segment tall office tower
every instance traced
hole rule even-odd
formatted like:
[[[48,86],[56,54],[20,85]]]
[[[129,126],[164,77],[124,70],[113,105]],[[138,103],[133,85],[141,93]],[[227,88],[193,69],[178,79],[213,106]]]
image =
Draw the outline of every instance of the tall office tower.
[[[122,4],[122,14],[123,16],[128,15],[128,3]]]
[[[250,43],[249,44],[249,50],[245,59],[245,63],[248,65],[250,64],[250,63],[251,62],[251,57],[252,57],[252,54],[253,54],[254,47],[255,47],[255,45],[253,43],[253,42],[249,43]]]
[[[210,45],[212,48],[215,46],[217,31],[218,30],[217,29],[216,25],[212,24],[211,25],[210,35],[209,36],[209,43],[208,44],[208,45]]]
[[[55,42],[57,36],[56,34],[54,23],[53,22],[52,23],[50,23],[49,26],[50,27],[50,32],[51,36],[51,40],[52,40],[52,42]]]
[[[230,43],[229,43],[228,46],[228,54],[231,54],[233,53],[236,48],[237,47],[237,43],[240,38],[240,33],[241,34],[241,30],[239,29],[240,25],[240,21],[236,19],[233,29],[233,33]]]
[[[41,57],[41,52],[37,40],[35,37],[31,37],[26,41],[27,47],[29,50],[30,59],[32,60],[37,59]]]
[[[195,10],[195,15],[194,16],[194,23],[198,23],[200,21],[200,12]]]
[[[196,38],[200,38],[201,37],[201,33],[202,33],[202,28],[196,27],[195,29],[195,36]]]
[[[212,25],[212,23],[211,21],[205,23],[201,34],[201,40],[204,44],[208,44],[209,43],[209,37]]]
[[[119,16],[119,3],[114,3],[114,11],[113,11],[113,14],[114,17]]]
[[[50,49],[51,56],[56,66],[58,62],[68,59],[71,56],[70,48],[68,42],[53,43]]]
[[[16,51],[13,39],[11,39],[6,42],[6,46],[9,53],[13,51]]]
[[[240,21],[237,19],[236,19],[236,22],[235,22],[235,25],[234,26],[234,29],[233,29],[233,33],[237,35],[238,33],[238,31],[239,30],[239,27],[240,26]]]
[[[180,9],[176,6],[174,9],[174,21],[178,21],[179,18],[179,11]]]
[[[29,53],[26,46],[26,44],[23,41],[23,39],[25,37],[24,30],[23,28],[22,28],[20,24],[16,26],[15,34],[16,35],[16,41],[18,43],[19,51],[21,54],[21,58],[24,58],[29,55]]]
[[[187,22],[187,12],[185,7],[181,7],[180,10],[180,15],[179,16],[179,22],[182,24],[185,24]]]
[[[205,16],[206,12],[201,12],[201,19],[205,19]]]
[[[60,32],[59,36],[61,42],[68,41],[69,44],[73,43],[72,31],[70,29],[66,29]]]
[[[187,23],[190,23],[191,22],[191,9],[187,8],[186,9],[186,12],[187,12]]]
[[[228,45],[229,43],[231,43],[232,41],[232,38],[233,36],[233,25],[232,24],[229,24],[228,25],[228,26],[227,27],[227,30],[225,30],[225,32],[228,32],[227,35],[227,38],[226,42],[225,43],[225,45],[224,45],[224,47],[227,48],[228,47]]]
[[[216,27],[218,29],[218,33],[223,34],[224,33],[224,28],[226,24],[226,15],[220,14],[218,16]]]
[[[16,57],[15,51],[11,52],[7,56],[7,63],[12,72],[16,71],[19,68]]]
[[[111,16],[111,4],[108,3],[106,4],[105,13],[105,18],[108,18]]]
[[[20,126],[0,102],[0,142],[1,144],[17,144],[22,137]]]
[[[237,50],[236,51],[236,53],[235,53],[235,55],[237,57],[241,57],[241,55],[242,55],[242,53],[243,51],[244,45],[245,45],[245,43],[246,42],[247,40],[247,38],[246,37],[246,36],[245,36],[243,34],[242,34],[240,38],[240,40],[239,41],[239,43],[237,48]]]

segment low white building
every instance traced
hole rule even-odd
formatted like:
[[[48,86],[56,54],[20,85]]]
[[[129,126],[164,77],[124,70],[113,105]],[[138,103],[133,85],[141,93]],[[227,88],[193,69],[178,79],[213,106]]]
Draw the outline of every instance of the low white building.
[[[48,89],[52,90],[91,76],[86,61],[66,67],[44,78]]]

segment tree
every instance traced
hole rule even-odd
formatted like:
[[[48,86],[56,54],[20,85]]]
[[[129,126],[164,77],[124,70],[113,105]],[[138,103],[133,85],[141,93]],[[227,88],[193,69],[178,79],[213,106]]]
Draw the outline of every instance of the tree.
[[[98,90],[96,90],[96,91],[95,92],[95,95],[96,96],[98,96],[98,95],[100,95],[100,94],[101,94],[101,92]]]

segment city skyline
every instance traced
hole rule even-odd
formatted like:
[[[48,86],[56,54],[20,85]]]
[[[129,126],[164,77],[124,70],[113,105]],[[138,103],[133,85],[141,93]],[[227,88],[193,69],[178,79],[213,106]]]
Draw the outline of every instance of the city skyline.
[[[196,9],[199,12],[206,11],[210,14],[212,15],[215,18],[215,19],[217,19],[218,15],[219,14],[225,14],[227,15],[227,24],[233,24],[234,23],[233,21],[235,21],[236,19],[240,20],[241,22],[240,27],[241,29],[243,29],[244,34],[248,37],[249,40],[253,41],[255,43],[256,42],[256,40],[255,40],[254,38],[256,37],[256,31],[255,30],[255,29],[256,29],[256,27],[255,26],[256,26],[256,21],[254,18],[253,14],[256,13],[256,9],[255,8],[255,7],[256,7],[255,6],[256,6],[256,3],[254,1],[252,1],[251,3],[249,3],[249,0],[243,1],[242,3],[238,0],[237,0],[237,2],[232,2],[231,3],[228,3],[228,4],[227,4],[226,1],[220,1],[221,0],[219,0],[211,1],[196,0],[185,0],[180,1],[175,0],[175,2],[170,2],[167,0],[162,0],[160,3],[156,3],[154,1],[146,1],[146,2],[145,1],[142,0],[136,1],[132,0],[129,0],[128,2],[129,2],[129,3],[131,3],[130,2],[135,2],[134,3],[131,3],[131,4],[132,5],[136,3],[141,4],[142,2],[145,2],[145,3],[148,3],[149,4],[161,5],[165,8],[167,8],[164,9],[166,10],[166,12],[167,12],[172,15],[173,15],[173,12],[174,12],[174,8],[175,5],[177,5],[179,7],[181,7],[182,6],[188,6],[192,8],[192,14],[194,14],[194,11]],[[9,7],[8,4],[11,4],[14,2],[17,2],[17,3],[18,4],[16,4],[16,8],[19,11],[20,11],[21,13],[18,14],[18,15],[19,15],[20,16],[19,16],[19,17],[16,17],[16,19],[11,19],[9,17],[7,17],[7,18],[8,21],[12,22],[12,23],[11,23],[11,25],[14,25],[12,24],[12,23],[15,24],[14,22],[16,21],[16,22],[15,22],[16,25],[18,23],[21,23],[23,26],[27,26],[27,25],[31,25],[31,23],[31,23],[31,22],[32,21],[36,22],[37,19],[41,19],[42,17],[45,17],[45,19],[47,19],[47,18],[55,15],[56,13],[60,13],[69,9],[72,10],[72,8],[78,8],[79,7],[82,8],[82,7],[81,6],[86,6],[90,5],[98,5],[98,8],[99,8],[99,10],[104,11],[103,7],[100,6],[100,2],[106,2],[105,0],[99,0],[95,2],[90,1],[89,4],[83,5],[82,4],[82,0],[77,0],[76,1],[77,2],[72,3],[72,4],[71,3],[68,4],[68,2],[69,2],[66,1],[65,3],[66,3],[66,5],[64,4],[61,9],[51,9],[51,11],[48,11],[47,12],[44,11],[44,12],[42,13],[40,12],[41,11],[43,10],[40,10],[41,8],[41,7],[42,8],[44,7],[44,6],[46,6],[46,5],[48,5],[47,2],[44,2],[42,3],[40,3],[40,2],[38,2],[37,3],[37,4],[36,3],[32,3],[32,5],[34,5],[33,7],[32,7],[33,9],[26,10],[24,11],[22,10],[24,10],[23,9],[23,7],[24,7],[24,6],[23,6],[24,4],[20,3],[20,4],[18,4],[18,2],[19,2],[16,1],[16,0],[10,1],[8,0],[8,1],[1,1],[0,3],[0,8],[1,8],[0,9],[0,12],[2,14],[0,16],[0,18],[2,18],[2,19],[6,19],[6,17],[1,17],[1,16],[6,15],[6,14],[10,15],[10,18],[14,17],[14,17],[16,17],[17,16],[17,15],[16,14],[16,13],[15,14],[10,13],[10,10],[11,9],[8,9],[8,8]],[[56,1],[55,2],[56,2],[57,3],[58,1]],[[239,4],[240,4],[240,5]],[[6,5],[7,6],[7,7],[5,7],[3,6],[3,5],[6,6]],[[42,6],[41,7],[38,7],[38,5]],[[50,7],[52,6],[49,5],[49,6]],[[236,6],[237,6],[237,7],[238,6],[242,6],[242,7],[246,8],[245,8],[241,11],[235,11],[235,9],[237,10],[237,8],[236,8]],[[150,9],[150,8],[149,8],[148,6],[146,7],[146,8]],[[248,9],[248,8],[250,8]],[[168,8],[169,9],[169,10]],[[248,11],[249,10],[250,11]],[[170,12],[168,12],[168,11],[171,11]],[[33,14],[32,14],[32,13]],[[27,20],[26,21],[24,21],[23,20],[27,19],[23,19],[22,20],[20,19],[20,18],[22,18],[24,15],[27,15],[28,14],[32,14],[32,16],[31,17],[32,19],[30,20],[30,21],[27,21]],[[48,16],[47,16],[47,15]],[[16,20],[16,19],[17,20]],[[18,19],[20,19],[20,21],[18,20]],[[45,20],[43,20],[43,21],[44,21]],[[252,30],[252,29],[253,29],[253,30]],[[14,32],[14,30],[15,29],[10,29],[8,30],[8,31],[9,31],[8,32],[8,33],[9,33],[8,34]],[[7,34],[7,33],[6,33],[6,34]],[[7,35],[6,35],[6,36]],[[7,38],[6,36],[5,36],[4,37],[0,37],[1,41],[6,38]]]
============
Instruction:
Please copy the listing verbatim, from its first line through the line that contains "[[[122,4],[122,14],[123,16],[128,15],[128,3]]]", including both of those lines.

Response for this exercise:
segment tall office tower
every instance traced
hole rule even-odd
formatted like:
[[[48,86],[56,54],[20,85]]]
[[[129,126],[164,77],[124,70],[113,105]],[[138,103],[133,85],[141,93]],[[227,88],[193,69],[178,79],[213,106]]]
image =
Draw the outline of every instance of the tall office tower.
[[[122,4],[122,14],[123,16],[128,15],[128,3]]]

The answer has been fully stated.